EXERCISE BRIEF:
Your task is to output, without alteration, each line from the one containing "Format: [347,379]" through the final line of the records below.

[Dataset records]
#####

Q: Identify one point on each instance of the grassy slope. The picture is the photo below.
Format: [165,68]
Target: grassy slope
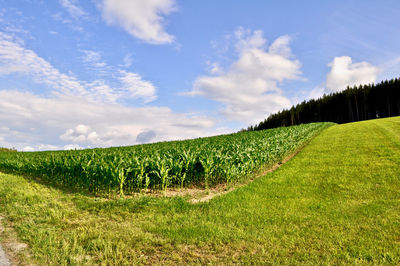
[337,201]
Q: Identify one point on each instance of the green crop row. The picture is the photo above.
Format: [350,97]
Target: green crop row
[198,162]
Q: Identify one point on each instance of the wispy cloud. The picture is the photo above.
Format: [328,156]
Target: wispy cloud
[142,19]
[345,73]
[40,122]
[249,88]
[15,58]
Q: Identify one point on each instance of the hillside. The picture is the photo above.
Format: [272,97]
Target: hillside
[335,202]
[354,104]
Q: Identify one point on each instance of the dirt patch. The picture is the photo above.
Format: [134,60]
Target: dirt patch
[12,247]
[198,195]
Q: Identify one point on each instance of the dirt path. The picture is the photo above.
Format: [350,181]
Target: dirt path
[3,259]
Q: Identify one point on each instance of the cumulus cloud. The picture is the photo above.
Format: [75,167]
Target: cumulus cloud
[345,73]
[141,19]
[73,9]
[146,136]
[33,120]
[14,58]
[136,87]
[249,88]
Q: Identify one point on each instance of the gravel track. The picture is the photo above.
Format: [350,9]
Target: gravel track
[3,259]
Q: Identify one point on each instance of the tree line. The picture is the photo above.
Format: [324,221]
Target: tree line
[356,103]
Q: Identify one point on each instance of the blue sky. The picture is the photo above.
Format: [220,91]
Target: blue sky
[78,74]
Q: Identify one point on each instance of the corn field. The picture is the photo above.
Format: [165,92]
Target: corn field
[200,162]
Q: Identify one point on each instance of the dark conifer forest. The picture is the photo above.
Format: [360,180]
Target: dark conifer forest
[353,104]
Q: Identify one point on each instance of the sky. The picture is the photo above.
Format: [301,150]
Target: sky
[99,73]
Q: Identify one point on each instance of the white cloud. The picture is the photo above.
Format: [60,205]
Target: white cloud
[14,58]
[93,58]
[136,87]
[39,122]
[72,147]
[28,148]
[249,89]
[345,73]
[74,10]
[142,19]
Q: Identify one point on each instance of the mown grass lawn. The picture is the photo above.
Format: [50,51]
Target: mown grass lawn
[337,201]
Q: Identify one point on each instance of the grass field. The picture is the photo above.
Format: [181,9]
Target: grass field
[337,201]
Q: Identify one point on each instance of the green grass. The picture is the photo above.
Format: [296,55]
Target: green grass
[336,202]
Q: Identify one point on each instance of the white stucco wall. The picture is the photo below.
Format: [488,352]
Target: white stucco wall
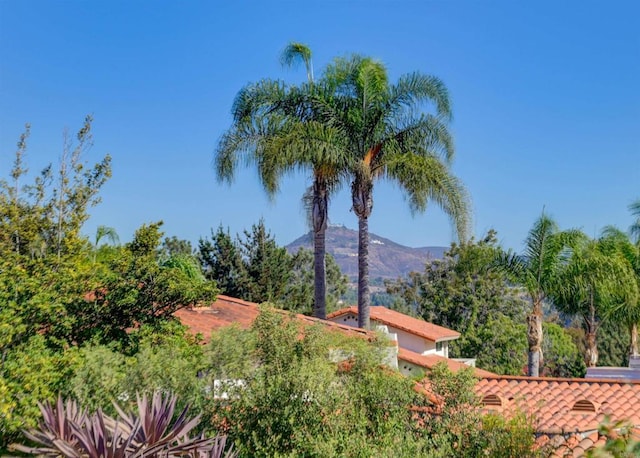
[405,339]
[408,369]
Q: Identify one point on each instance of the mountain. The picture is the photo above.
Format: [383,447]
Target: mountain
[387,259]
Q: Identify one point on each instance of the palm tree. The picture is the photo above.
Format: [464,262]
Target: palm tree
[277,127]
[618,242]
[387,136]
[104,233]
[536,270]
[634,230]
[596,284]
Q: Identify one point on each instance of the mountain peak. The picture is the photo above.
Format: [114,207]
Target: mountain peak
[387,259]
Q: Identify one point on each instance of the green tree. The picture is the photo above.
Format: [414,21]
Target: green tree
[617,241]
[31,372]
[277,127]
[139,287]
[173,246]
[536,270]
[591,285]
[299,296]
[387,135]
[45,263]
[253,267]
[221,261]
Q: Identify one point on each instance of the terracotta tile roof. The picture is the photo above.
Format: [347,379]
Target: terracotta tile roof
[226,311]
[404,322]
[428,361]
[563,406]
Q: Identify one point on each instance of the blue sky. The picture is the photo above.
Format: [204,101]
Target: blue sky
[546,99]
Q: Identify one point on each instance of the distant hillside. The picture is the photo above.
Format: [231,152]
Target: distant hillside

#####

SOLUTION TO THIS TASK:
Format: [347,379]
Target: terracotta tile roof
[226,311]
[404,322]
[428,361]
[563,406]
Q: Identify one point on each instance of the blue sky. The picture is the photo above.
Format: [204,101]
Target: blue sky
[546,99]
Q: Identify one point on each instance of the distant hillside. The picture is the photo above.
Format: [231,152]
Target: distant hillside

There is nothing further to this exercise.